## STATED GOAL
Reproduce the material below, beginning at the line that contains "of the shallow" and stopping after the line that contains "[[376, 174], [93, 161]]", with every request included and nothing else. Scale each point coordinate in the answers by 0.35, rounding to whole numbers with halves rounded up.

## EXTRACTED RECORDS
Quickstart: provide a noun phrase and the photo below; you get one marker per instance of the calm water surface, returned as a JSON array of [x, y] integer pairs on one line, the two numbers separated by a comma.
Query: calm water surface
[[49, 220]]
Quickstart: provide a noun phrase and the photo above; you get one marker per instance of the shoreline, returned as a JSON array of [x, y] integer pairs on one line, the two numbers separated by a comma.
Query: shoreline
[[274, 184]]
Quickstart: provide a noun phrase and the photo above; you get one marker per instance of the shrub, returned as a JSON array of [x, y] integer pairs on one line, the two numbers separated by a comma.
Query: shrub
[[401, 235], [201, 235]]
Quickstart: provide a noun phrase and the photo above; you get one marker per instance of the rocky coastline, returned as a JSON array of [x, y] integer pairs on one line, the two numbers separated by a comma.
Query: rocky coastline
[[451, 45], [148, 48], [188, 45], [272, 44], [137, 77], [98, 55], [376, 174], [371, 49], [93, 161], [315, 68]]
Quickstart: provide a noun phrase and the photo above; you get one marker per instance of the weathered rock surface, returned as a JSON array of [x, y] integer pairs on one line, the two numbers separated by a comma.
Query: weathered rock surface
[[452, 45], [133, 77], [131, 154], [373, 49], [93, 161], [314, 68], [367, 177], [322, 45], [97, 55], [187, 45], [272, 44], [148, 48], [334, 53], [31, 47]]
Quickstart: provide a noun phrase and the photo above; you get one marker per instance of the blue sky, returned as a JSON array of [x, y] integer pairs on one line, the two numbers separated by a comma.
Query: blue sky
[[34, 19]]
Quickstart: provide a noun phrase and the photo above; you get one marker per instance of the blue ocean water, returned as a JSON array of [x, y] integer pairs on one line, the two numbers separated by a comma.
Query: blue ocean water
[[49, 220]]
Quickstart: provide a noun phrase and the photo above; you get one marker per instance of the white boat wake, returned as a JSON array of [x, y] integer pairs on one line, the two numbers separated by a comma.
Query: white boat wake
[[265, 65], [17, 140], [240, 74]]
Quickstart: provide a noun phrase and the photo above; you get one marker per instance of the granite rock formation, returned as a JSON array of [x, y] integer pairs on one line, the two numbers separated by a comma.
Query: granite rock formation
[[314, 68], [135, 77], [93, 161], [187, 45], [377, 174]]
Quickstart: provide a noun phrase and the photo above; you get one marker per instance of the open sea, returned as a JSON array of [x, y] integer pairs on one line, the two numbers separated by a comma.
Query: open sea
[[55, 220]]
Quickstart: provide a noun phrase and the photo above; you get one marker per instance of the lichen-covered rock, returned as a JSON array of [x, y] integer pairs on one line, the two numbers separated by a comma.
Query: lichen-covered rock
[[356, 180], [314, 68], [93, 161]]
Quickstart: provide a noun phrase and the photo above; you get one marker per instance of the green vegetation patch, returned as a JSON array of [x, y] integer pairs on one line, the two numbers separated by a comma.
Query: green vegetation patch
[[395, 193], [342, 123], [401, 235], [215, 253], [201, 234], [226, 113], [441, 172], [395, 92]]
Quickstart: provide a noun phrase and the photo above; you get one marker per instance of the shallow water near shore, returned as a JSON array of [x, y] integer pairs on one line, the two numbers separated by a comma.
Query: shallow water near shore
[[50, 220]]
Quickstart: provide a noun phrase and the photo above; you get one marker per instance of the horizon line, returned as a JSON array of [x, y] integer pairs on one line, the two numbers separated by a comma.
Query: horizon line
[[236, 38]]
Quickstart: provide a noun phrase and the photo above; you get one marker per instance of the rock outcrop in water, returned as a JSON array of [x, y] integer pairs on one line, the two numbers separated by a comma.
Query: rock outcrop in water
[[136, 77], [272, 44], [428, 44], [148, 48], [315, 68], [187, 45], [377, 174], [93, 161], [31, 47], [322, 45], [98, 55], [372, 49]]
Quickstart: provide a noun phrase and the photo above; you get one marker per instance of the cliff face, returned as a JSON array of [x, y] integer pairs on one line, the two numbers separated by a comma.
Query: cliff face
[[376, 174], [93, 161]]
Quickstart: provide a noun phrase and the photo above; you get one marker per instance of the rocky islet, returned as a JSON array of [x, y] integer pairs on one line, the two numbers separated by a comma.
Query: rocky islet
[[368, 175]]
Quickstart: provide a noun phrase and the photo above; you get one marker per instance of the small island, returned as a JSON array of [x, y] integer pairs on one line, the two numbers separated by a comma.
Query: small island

## FULL ANSWER
Quickstart: provide a noun phrase and the photo above; you get one marker per instance of the shallow water near shore, returned as a JSON array of [x, y] integer pairs on one line, the two numbers separated by a comma.
Query: shallow water near shore
[[18, 77]]
Quickstart: provide a noun phrase and the photo above; you get one marker per instance of the horizon line, returned as a JSON array of [x, y] integer pairs on one line, the two numbers separated by a comma.
Query: horizon line
[[83, 13]]
Quickstart: provide a noun phrase and the photo above; you get one marker per instance of the rock outcrop in water, returned as a JSON array of [x, y] integer pairs on one line, the two numbers separated by a comma.
Query: rock outcrop in water
[[48, 27], [95, 15], [150, 15], [52, 17], [110, 24], [65, 16], [132, 61], [33, 56], [11, 16], [113, 16], [34, 19], [130, 17]]
Quickstart: provide a noun phrase and the photo above; you get one marker per instance of the cliff face, returned as a JSON array of [x, y] integer pairs on one line, the two numbers separated by a comma.
Query: cliff face
[[132, 61], [33, 56]]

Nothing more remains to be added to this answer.